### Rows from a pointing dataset

+ + +

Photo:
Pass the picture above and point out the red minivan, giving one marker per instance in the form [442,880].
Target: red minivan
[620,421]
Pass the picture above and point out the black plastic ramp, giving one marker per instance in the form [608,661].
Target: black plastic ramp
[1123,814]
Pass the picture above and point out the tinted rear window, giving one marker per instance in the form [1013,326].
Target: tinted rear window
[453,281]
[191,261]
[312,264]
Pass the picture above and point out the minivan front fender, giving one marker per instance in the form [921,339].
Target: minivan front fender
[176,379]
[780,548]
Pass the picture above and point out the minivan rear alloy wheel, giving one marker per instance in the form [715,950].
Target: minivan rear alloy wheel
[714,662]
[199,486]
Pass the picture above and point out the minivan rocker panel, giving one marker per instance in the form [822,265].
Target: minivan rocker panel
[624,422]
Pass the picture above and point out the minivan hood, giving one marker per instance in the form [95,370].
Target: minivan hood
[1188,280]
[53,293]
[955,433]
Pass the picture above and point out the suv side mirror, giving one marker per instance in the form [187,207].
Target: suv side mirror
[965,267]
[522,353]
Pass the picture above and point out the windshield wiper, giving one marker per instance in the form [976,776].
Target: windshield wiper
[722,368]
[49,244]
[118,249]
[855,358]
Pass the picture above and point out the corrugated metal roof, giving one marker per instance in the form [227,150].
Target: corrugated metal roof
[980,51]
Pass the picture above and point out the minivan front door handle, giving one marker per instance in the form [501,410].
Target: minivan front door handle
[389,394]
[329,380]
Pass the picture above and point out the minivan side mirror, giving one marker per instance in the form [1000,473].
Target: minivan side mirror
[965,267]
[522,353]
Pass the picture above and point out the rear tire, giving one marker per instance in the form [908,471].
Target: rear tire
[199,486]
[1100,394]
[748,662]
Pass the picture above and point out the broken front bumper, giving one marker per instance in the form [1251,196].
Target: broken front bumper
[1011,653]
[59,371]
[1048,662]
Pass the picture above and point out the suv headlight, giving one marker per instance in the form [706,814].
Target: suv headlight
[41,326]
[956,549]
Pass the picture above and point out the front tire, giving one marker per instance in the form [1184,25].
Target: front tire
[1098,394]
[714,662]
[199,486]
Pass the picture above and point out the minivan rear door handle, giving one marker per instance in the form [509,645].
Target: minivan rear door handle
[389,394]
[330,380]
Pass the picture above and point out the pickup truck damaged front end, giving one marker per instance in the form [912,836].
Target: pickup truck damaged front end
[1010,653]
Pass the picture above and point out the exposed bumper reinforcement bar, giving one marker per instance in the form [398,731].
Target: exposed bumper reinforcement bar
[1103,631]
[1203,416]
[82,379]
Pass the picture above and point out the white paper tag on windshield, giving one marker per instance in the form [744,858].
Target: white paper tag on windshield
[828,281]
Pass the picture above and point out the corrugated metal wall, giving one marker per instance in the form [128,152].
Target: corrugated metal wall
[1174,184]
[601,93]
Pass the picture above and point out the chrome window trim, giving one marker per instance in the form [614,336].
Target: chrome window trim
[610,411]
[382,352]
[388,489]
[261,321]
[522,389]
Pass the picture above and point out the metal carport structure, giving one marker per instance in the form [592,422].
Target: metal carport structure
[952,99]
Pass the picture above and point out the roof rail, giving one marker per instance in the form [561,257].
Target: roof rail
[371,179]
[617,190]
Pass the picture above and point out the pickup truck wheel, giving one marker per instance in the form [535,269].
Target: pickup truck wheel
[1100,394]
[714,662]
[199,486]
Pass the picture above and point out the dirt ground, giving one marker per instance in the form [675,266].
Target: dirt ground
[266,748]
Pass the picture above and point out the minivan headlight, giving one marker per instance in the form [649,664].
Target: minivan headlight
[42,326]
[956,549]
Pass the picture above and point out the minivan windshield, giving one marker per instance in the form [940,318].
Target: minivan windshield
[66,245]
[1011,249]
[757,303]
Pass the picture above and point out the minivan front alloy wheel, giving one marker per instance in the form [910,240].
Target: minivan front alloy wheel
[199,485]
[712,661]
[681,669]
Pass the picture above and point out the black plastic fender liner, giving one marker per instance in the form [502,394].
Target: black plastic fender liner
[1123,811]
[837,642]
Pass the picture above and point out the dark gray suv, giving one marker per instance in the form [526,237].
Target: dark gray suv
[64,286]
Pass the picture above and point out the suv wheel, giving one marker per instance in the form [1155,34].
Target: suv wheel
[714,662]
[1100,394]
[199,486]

+ + +

### Work to complete
Copy out the stretch of lines from the one containing "the form [649,664]." through the last line, leaving every line unchanged.

### Response to this task
Pass the picture above and point out the minivan headlight, giving one marker per instance in the form [649,664].
Target: minivan headlight
[42,326]
[956,549]
Pass the picture above and point out the minivan windshield, giving one marker per instance in the form [940,318].
Target: minivan windshield
[66,245]
[1011,249]
[757,303]
Pass the picture above and point out the minivan front alloy wheel, giving one marker per instance in the form [910,240].
Target: minivan front alloy wheel
[199,485]
[712,661]
[681,669]
Pass the picture above and point out the black plastic fender liner, giving one marker per instance in the form [502,394].
Target: black plastic fender liner
[1123,811]
[837,642]
Pass the picture above and point out the dark gray suv, giving one marker per instance in the form [526,237].
Target: dark gray suv
[64,286]
Pass the picture above and point out the suv wheel, giving one marker per instance in the form [1155,34].
Target: suv wheel
[714,662]
[1100,394]
[199,486]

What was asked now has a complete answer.